## Begin SELECTED TEXT

A water crisis in Iraq

Summary: as global temperatures climb, Basra is experiencing temperatures hovering at 50 degrees while suffering severe water shortages; delays in a massive desalination project are making an already intolerable situation worse.

We thank Zainab Mehdi for today’s newsletter. Zainab is a researcher and freelance journalist specialising in governance and development in the MENA region, especially in Iraq. She previously worked at the London School of Economics’ Middle East Centre, British Red Cross in London, and  the Center for Arab-West Understanding in Cairo.

Two months ago, various media outlets shed light on southern Iraq’s ongoing water shortages primarily caused by the continuation of dam construction projects in Turkey and Iran.

Understandably, yet another year of water shortages in the south should be of great concern. As is known, the governorate of Basra is suffering from deteriorating water supplies due to heightened water demands (stemming from the city’s growing population) and the decline of water quality and quantity of the Shatt al-Arab, Basra’s traditional source of water. Recently, water cuts have resulted in the outbreak of protests amid the ongoing heatwave where temperatures have soared up to 50 degrees Celsius.

## End SELECTED TEXT
## Begin DATA FOR THIS EXERCISE

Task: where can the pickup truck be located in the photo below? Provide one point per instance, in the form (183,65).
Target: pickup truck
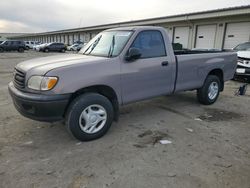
(117,67)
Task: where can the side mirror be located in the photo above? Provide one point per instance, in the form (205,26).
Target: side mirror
(133,54)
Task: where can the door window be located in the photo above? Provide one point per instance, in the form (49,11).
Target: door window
(150,43)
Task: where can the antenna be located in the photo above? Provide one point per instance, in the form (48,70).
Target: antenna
(80,23)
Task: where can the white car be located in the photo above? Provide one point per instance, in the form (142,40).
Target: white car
(39,46)
(31,44)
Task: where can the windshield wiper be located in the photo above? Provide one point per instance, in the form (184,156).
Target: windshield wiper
(111,49)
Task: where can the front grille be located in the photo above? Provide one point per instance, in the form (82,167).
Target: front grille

## End DATA FOR THIS EXERCISE

TASK SET:
**A.** Transcribe the part of the text on Iraq's water crisis starting at "Two months ago, various" and ending at "50 degrees Celsius.".
**B.** Repeat word for word the entries starting at the line that contains "Task: where can the windshield" and ending at the last line of the entries.
The entries have nothing to do with the text about Iraq's water crisis.

ANSWERS PER TASK:
**A.**
Two months ago, various media outlets shed light on southern Iraq’s ongoing water shortages primarily caused by the continuation of dam construction projects in Turkey and Iran.

Understandably, yet another year of water shortages in the south should be of great concern. As is known, the governorate of Basra is suffering from deteriorating water supplies due to heightened water demands (stemming from the city’s growing population) and the decline of water quality and quantity of the Shatt al-Arab, Basra’s traditional source of water. Recently, water cuts have resulted in the outbreak of protests amid the ongoing heatwave where temperatures have soared up to 50 degrees Celsius.

**B.**
Task: where can the windshield wiper be located in the photo above? Provide one point per instance, in the form (184,156).
Target: windshield wiper
(111,49)
Task: where can the front grille be located in the photo above? Provide one point per instance, in the form (82,167).
Target: front grille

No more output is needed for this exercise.